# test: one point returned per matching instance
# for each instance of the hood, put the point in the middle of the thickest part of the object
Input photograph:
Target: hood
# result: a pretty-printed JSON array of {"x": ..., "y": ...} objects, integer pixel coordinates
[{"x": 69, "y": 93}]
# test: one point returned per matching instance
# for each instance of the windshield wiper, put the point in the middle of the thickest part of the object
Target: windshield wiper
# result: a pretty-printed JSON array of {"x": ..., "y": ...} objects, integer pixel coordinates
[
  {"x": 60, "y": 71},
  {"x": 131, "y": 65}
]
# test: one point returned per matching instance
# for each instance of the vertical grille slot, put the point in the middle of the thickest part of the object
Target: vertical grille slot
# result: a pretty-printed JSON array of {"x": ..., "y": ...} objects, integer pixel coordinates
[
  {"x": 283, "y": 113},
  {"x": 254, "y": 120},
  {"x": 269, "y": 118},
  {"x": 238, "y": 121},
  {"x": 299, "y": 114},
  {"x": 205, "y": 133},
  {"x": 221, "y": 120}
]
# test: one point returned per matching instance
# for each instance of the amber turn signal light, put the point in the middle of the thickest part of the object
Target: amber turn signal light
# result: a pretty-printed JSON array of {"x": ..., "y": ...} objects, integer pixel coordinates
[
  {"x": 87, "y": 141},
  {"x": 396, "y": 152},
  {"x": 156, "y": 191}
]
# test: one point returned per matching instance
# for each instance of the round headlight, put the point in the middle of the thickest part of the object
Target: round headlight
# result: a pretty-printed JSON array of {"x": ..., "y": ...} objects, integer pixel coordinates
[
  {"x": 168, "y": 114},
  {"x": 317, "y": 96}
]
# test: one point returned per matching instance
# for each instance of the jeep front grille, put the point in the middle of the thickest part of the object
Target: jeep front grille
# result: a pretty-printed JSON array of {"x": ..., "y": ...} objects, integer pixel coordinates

———

_Set exercise_. Write out every entry above, word for word.

_Finished task_.
# test: one point returned per matching instance
# for each instance of the hood, put the point in the middle of the thickest part of the object
Input photograph:
Target: hood
# result: a pretty-printed JSON array of {"x": ..., "y": ...} objects, integer pixel coordinates
[{"x": 69, "y": 93}]
# test: one point returned per matching instance
# for each instance of the windshield wiper, put the point in the middle of the thickest part of the object
Target: windshield wiper
# result: a pretty-printed JSON array of {"x": ..., "y": ...} objects, integer pixel coordinates
[
  {"x": 60, "y": 71},
  {"x": 131, "y": 65}
]
# test: one point returned per matching instance
# for each instance of the vertical grille slot, put the point in the middle of the thickest part of the object
Target: vertical grille slot
# result: a pretty-printed JSON array of {"x": ..., "y": ...} objects, integer pixel coordinates
[
  {"x": 283, "y": 113},
  {"x": 254, "y": 120},
  {"x": 269, "y": 118},
  {"x": 238, "y": 121},
  {"x": 299, "y": 114},
  {"x": 205, "y": 133},
  {"x": 221, "y": 120}
]
# test: one point returned per matching instance
# for each instance of the amber turn signal light, put the point in the middle of the thickest part of the object
Target: amber turn signal light
# result: a pretty-printed JSON array of {"x": ..., "y": ...} objects, integer pixel coordinates
[
  {"x": 87, "y": 141},
  {"x": 396, "y": 152},
  {"x": 156, "y": 191}
]
# test: one point returned per matching instance
# for each instance of the round headlight, put the point in the middle of the thickest part of the object
Target: round headlight
# result: a pretty-printed JSON array of {"x": ..., "y": ...} objects, integer pixel coordinates
[
  {"x": 168, "y": 114},
  {"x": 317, "y": 96}
]
# test: one point returned per matching instance
# for each instance of the jeep front grille, put the point in the middle of the thickest part of the object
Target: jeep front grille
# result: a pretty-printed JSON array of {"x": ..., "y": ...} objects, integer pixel coordinates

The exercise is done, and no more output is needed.